### Görev yönergesi
Aşağıdaki öğelerde "Exercise. Mark every instance of the ceiling" geçen satırdan "[(320, 252)]" geçen satıra kadar her şeyi, bu iki satır da dahil, hiç değiştirmeden kopyalayın. Başka satır eklemeyin.

---------- Verilen öğeler

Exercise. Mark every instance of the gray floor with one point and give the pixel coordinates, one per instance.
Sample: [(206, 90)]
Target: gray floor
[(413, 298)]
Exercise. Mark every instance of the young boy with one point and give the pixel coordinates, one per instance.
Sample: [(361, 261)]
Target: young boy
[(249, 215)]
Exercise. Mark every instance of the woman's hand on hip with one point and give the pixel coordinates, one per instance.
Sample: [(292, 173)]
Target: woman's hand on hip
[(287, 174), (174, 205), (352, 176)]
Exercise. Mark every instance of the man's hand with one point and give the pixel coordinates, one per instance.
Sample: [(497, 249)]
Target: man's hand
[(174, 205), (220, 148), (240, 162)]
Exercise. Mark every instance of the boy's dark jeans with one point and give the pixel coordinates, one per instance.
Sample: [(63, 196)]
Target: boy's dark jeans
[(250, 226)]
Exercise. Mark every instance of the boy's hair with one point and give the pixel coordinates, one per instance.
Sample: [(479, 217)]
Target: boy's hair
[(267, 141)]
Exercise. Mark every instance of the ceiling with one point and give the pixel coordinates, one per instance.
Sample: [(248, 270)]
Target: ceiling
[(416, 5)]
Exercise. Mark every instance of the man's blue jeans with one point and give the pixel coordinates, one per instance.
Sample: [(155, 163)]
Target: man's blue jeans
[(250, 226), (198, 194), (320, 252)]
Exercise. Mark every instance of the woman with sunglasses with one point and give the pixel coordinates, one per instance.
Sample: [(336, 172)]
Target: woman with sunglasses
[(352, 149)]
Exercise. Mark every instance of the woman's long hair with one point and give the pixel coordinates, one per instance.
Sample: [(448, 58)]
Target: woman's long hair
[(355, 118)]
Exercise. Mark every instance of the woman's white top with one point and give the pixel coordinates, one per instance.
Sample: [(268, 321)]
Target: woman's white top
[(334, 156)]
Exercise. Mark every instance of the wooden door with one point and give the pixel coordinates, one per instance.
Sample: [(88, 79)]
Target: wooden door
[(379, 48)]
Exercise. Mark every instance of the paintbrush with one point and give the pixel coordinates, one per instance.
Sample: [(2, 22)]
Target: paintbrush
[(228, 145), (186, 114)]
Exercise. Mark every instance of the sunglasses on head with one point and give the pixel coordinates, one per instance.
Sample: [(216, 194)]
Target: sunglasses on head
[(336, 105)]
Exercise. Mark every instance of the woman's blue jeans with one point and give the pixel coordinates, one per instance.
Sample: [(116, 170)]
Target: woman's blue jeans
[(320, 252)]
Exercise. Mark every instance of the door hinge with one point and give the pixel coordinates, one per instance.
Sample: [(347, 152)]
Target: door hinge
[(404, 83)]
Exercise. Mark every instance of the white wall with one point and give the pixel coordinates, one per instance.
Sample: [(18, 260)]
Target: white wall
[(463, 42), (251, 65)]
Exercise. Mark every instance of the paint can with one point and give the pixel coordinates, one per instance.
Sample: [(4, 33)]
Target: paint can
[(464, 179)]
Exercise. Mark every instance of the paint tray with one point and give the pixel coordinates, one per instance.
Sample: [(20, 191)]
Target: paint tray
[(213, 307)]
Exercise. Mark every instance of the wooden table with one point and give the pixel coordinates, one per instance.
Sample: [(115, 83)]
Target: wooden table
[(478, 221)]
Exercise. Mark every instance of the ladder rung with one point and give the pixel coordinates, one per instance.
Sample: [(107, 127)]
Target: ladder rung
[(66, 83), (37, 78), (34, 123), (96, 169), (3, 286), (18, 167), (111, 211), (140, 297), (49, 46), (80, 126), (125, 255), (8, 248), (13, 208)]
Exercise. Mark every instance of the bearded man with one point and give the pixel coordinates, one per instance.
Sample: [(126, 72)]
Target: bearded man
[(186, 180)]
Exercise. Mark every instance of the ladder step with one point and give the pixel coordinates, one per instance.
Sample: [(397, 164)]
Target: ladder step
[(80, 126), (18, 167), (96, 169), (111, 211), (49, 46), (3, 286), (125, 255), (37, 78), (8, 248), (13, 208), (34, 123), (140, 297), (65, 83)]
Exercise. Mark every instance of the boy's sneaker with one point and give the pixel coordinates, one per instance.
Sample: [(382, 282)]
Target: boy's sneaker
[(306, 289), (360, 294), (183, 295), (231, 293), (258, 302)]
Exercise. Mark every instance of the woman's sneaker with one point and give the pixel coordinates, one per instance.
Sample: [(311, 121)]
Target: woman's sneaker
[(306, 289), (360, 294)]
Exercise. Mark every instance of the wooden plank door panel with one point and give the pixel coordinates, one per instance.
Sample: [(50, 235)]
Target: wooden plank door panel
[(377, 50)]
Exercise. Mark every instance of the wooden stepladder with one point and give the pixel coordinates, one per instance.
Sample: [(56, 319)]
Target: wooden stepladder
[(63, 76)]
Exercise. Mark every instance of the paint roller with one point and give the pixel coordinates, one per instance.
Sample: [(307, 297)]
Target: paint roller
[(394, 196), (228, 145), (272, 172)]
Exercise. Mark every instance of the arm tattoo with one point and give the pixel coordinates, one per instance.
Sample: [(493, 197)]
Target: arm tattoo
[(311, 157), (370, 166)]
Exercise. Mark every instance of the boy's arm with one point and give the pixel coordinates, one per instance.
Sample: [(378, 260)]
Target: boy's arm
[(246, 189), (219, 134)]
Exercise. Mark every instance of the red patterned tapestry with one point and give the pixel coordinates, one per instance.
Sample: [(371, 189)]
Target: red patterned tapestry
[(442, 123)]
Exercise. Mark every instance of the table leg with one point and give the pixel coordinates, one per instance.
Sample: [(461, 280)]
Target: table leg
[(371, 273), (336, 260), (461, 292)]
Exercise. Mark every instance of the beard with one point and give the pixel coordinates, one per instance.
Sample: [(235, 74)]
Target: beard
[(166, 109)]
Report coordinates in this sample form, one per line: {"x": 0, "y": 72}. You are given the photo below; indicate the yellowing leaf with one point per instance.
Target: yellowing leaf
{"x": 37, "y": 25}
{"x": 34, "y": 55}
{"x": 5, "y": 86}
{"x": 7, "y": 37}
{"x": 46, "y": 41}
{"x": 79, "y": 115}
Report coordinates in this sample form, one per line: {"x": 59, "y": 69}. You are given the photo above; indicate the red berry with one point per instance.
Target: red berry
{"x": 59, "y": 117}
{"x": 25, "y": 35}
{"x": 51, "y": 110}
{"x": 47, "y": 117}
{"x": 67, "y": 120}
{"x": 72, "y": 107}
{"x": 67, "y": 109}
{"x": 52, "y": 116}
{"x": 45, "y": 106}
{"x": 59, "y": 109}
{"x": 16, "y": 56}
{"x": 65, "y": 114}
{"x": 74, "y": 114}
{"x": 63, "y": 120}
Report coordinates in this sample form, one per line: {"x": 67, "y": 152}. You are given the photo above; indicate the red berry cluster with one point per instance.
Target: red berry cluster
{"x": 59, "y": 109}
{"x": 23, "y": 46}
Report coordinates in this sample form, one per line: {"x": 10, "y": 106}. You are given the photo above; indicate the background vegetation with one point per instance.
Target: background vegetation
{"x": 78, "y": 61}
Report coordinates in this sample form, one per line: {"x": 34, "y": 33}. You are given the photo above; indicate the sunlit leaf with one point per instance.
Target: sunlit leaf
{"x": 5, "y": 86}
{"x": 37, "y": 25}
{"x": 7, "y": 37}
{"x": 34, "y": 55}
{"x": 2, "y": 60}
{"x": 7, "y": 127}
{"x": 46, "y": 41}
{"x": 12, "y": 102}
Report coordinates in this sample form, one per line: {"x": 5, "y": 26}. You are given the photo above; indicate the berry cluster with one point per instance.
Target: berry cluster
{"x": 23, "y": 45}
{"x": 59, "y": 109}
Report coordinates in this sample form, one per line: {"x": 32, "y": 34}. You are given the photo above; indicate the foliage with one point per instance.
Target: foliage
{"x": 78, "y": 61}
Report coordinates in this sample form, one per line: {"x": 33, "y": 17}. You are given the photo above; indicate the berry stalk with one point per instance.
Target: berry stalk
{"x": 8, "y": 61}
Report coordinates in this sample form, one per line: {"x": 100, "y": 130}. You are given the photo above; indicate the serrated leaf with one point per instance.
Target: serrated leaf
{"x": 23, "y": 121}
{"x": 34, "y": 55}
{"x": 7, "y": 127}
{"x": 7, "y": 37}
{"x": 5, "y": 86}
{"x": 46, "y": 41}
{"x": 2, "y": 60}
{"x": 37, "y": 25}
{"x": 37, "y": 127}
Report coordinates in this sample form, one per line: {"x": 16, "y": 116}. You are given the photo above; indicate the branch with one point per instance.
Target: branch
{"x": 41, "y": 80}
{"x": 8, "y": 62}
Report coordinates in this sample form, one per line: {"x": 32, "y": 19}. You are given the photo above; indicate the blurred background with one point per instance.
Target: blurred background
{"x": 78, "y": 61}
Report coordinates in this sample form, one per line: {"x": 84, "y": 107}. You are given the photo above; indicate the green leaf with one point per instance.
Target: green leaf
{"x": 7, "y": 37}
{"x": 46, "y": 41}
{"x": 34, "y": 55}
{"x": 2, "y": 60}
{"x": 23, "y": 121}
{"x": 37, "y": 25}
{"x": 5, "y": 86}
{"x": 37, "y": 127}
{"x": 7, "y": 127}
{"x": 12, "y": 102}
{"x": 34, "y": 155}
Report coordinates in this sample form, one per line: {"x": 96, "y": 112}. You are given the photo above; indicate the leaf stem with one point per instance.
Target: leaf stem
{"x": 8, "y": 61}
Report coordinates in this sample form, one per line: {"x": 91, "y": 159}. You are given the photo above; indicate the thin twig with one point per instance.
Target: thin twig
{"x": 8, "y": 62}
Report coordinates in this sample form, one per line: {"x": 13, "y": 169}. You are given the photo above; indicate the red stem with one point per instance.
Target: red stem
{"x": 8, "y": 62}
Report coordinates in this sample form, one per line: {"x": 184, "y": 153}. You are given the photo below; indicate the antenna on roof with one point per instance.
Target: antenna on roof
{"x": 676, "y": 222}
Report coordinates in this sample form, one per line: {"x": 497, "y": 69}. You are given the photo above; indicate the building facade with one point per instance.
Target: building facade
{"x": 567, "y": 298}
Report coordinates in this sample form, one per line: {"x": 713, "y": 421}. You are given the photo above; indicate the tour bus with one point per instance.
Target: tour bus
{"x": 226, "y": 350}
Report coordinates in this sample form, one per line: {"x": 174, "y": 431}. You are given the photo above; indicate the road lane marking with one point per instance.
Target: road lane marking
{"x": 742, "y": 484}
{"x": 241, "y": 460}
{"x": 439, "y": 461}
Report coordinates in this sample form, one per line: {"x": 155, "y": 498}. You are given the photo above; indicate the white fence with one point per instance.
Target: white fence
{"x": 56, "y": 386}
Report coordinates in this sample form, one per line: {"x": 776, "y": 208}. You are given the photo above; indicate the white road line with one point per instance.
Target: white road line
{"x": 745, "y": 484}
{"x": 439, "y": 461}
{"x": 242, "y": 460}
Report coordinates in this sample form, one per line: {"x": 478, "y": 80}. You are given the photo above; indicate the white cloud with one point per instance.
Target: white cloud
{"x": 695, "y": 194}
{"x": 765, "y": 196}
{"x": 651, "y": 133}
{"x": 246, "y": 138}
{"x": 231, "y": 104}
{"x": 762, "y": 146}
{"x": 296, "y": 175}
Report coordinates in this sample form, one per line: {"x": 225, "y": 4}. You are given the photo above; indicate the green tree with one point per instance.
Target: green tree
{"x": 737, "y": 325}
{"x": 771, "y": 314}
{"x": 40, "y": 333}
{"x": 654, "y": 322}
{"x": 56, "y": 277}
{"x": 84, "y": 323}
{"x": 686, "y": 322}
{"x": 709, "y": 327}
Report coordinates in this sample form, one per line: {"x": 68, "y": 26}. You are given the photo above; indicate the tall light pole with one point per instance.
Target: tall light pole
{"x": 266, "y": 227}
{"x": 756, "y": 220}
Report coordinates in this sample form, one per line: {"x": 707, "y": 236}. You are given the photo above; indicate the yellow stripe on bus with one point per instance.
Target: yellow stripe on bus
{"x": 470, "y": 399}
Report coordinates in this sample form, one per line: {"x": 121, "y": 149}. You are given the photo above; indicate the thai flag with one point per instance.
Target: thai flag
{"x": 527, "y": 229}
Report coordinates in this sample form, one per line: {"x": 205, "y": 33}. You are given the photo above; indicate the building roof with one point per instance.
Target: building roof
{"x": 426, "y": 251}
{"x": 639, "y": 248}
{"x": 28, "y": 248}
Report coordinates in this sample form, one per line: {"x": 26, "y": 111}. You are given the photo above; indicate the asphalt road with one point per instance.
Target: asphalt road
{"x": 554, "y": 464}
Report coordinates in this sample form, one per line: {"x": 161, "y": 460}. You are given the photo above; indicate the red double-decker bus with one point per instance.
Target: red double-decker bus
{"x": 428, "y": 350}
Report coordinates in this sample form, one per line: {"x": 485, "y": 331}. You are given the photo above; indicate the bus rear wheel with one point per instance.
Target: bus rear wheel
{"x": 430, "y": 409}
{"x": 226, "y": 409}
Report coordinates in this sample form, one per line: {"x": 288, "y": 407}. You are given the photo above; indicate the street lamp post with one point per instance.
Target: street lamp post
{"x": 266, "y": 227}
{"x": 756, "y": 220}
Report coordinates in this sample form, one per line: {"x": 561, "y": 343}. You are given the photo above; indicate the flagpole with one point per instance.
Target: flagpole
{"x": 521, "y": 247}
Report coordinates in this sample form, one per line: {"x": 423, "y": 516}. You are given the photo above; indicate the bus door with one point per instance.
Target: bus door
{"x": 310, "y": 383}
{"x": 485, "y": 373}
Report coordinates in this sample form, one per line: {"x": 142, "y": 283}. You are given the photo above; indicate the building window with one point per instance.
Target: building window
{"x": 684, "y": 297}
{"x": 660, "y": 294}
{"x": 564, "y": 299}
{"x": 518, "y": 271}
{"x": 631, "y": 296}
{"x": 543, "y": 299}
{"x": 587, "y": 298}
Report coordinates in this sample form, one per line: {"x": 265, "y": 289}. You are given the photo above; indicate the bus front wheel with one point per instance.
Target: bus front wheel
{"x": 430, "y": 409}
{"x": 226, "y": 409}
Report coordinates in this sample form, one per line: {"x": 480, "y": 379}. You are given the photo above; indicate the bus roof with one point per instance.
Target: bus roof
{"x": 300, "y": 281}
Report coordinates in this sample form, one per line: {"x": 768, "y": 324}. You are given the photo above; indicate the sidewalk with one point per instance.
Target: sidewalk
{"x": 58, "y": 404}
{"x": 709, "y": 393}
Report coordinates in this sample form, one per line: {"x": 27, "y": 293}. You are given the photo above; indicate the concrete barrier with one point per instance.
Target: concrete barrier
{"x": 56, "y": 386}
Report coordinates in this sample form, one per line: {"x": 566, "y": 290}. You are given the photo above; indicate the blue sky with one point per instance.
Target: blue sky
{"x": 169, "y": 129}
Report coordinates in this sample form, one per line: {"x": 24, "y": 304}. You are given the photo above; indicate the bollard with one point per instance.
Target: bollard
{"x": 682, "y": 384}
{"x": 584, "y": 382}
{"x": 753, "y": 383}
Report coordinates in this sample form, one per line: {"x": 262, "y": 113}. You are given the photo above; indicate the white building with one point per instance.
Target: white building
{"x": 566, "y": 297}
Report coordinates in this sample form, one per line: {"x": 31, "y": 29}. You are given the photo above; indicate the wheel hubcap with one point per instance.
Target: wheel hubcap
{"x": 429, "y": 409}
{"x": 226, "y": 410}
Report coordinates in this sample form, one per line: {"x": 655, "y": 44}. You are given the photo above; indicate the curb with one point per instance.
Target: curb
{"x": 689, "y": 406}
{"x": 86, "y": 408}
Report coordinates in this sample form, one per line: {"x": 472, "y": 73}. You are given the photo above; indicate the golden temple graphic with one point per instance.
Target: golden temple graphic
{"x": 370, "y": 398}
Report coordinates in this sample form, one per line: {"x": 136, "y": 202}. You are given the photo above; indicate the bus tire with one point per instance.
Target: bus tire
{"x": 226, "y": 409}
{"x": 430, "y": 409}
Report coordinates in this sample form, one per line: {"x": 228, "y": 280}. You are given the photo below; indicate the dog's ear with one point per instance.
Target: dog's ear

--------------------

### Tamamlanan görev
Exercise. Mark every instance of the ceiling with one point and give the pixel coordinates, one per instance.
Sample: [(248, 270)]
Target: ceiling
[(416, 5)]
Exercise. Mark every instance of the man's blue jeans with one point and give the pixel coordinates, one per instance.
Sample: [(155, 163)]
Target: man's blue jeans
[(250, 226), (198, 194), (320, 252)]
Exercise. Mark every instance of the woman with sunglasses with one point and give the pixel coordinates, one per instance.
Sample: [(336, 172)]
Target: woman with sunglasses
[(352, 149)]
Exercise. Mark every instance of the woman's long hair with one point and give the pixel coordinates, one per instance.
Sample: [(448, 58)]
Target: woman's long hair
[(355, 118)]
Exercise. Mark every instance of the woman's white top with one point and give the pixel coordinates, one per instance.
Sample: [(268, 321)]
Target: woman's white top
[(334, 156)]
Exercise. Mark every instance of the wooden door with one point and give the pixel coordinates, one per instance.
Sample: [(88, 79)]
Target: wooden door
[(379, 48)]
Exercise. Mark every instance of the paintbrush with one point and give the pixel coordinates, one per instance.
Sample: [(2, 22)]
Target: paintbrush
[(228, 145), (186, 114)]
Exercise. Mark every instance of the sunglasses on head with one point and give the pixel coordinates, one per instance.
Sample: [(216, 194)]
Target: sunglasses on head
[(336, 105)]
Exercise. Mark every instance of the woman's blue jeans with one point and give the pixel coordinates, one per instance.
Sample: [(116, 170)]
Target: woman's blue jeans
[(320, 252)]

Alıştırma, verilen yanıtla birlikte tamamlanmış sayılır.